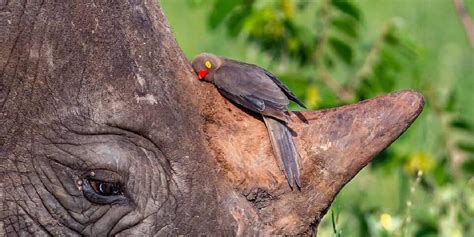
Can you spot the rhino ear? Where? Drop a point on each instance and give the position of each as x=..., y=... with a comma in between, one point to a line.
x=334, y=145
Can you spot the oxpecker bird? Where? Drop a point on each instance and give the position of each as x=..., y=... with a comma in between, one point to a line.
x=258, y=90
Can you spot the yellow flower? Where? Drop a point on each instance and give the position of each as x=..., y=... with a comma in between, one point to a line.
x=312, y=97
x=419, y=161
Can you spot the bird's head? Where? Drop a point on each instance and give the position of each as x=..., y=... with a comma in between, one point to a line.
x=205, y=63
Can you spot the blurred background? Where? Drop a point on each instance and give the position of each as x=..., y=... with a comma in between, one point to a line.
x=334, y=52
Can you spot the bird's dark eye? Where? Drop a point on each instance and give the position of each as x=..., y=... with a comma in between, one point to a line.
x=98, y=191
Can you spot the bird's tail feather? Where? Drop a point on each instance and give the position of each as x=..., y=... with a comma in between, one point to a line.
x=284, y=149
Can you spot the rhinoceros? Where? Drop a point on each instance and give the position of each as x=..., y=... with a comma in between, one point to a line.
x=104, y=130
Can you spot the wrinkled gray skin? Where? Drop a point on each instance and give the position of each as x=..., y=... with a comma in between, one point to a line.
x=97, y=94
x=79, y=93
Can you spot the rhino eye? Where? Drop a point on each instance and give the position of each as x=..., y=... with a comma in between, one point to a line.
x=105, y=188
x=98, y=191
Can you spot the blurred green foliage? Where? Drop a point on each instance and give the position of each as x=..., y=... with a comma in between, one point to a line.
x=333, y=52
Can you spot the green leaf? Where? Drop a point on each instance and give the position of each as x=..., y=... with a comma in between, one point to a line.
x=221, y=10
x=463, y=124
x=347, y=7
x=345, y=26
x=468, y=166
x=343, y=50
x=451, y=103
x=466, y=146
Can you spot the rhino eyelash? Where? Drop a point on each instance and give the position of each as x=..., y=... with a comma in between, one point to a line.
x=102, y=192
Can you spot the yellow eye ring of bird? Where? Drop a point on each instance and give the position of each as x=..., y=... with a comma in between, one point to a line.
x=208, y=64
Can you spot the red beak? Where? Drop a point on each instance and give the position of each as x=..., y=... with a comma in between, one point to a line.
x=203, y=73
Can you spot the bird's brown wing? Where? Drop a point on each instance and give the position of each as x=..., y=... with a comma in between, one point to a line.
x=252, y=89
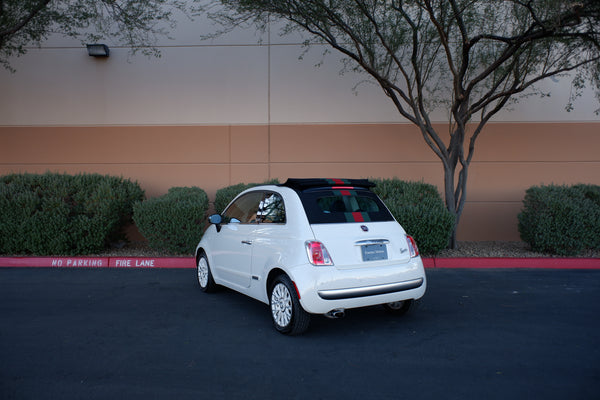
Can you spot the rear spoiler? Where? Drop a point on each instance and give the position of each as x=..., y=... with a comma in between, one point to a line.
x=299, y=184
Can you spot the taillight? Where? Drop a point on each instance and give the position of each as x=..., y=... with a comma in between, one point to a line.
x=318, y=254
x=412, y=246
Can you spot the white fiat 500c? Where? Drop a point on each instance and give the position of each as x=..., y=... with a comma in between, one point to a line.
x=311, y=246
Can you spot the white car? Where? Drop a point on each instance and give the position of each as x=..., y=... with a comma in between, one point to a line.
x=311, y=246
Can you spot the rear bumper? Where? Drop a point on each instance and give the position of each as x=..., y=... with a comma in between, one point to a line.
x=337, y=294
x=323, y=289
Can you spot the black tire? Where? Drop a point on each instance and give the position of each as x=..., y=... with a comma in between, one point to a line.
x=204, y=276
x=288, y=315
x=399, y=307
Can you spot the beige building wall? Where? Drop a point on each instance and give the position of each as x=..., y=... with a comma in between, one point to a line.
x=237, y=109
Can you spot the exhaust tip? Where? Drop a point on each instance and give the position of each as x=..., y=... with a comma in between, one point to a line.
x=336, y=314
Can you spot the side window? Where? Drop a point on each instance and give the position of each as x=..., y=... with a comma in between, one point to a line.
x=245, y=208
x=271, y=209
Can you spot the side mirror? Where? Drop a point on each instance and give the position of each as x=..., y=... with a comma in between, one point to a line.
x=215, y=219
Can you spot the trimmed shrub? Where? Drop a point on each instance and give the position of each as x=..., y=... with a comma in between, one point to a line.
x=419, y=208
x=226, y=194
x=174, y=222
x=60, y=214
x=562, y=220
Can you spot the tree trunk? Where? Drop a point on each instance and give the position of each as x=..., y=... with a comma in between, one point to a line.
x=449, y=192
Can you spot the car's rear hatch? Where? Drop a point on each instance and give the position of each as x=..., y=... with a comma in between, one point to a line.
x=355, y=226
x=363, y=245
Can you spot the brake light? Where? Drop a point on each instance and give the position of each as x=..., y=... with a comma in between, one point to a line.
x=318, y=254
x=412, y=246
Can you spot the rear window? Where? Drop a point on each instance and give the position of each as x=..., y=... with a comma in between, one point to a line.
x=324, y=206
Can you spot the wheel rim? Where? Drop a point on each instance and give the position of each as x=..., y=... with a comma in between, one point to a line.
x=203, y=272
x=281, y=305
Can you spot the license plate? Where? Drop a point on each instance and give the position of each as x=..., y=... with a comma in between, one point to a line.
x=374, y=252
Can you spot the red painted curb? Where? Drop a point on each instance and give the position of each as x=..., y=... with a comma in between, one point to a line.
x=189, y=262
x=99, y=262
x=500, y=262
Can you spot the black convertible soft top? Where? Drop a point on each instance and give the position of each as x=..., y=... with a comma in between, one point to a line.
x=300, y=184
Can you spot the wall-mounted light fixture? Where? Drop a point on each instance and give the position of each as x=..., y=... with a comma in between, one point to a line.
x=98, y=50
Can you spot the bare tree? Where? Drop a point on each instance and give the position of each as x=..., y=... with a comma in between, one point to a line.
x=469, y=57
x=136, y=24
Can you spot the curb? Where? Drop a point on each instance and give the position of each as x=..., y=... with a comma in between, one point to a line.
x=99, y=262
x=189, y=262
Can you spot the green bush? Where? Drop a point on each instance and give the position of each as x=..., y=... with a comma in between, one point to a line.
x=226, y=194
x=419, y=208
x=562, y=220
x=175, y=221
x=60, y=214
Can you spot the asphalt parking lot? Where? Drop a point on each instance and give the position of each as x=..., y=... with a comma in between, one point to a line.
x=151, y=334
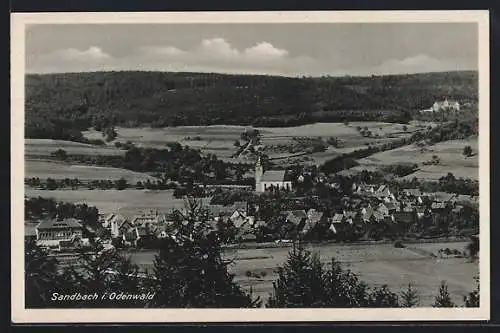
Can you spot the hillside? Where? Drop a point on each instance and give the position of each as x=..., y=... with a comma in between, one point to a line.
x=59, y=106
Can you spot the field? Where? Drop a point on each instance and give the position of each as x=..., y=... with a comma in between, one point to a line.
x=44, y=169
x=220, y=139
x=44, y=147
x=126, y=202
x=375, y=264
x=449, y=153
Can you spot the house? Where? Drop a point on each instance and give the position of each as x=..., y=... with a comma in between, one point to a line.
x=265, y=180
x=443, y=197
x=151, y=218
x=457, y=210
x=110, y=218
x=296, y=217
x=51, y=231
x=313, y=218
x=392, y=207
x=411, y=192
x=367, y=213
x=377, y=216
x=130, y=236
x=365, y=189
x=383, y=209
x=406, y=216
x=420, y=210
x=350, y=216
x=446, y=105
x=161, y=232
x=438, y=206
x=238, y=218
x=463, y=199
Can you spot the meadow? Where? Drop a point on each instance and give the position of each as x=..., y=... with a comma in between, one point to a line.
x=375, y=264
x=127, y=202
x=44, y=169
x=450, y=154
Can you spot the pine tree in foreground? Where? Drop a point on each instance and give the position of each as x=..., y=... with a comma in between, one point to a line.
x=409, y=297
x=304, y=282
x=41, y=276
x=443, y=299
x=189, y=271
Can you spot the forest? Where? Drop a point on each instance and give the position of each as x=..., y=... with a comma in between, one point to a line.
x=60, y=106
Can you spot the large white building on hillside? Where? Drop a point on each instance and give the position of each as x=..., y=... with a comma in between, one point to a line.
x=265, y=180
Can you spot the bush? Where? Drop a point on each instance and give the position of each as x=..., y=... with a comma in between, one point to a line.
x=398, y=244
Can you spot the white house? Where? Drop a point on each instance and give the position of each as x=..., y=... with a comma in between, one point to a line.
x=446, y=105
x=270, y=178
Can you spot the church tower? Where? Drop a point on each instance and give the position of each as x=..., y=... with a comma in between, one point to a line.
x=259, y=171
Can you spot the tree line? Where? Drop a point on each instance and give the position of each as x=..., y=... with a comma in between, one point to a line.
x=60, y=106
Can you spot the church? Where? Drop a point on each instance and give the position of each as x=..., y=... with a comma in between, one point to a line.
x=265, y=180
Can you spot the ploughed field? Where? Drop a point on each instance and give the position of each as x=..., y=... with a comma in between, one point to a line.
x=375, y=264
x=44, y=169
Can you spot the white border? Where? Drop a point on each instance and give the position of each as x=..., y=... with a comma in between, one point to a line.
x=21, y=315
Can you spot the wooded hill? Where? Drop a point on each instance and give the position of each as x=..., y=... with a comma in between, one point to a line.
x=61, y=105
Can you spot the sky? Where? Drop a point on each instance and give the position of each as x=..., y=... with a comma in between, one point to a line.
x=289, y=49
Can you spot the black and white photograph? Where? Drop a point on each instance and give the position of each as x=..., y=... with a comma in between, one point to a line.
x=234, y=165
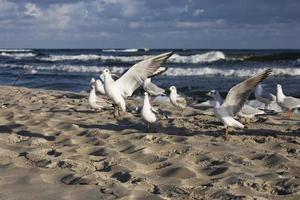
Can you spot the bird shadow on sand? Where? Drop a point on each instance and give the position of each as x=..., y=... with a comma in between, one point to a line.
x=11, y=129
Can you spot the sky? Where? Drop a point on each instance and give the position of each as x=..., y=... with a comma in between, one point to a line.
x=215, y=24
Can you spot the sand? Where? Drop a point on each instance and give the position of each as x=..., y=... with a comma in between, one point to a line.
x=52, y=146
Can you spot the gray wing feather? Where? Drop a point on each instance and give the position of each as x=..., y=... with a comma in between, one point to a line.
x=153, y=89
x=267, y=95
x=291, y=102
x=238, y=94
x=139, y=72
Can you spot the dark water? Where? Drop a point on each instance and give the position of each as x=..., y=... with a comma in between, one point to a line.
x=200, y=70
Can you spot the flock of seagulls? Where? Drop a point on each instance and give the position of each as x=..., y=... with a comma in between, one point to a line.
x=235, y=104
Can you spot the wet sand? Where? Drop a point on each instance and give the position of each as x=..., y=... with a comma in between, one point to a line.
x=53, y=146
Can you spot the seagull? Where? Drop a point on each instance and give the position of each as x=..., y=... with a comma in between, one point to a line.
x=287, y=103
x=153, y=89
x=248, y=112
x=94, y=101
x=263, y=96
x=92, y=81
x=100, y=87
x=177, y=100
x=124, y=86
x=148, y=112
x=236, y=99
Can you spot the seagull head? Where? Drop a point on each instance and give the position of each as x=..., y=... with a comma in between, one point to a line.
x=173, y=89
x=212, y=93
x=105, y=72
x=92, y=80
x=279, y=87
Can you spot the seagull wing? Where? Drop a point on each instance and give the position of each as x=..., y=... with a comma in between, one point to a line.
x=267, y=95
x=153, y=89
x=238, y=94
x=291, y=102
x=159, y=71
x=181, y=101
x=139, y=72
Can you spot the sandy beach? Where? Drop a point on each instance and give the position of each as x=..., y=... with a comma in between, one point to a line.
x=53, y=146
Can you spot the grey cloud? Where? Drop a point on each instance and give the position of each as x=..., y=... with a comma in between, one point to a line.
x=157, y=23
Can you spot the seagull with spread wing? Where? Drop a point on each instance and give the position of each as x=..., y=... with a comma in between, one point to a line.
x=263, y=96
x=236, y=99
x=123, y=87
x=151, y=88
x=287, y=103
x=177, y=100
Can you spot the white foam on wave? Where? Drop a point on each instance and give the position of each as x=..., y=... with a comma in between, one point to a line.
x=15, y=50
x=207, y=57
x=205, y=71
x=210, y=71
x=86, y=57
x=17, y=55
x=83, y=57
x=211, y=56
x=120, y=50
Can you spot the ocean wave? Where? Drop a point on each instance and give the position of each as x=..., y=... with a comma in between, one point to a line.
___
#### [YOUR GOAL]
Give the part that opens at the start of the items and closes with the line containing "x=284, y=149" (both ends included) as a JSON list of strings, one string per line and blank lines omitted. Leave the pictures out.

#### [RESULT]
[
  "Can you spot the rhino ear? Where? Drop a point on each instance and give the position of each as x=..., y=... with a comma in between, one point to a line.",
  "x=334, y=145",
  "Can you spot the oxpecker bird? Where? Drop a point on each instance and give the position of each as x=..., y=... with a comma in between, one point to a line.",
  "x=258, y=90",
  "Can you spot the yellow flower? Where? Drop a point on each instance and give the position of each as x=..., y=... with a comma in between, one point to a line.",
  "x=312, y=97",
  "x=419, y=161",
  "Can you spot the bird's head? Where? Drop a point on each instance and give the position of each as x=..., y=... with a comma in between, one point to a line.",
  "x=205, y=63",
  "Can you spot the blurred background? Where? Drop a point on each instance and give the position of each as x=..., y=... with a comma in between, one point to a line.",
  "x=334, y=52",
  "Can you spot the bird's dark eye? Where? Drop a point on each instance and give the position of each as x=..., y=... with a comma in between, one point to a line.",
  "x=98, y=191",
  "Can you spot the bird's tail feather? Where? Drop a point on each instance and give the position of each as x=..., y=... with a comma in between, one point to a line.",
  "x=284, y=149"
]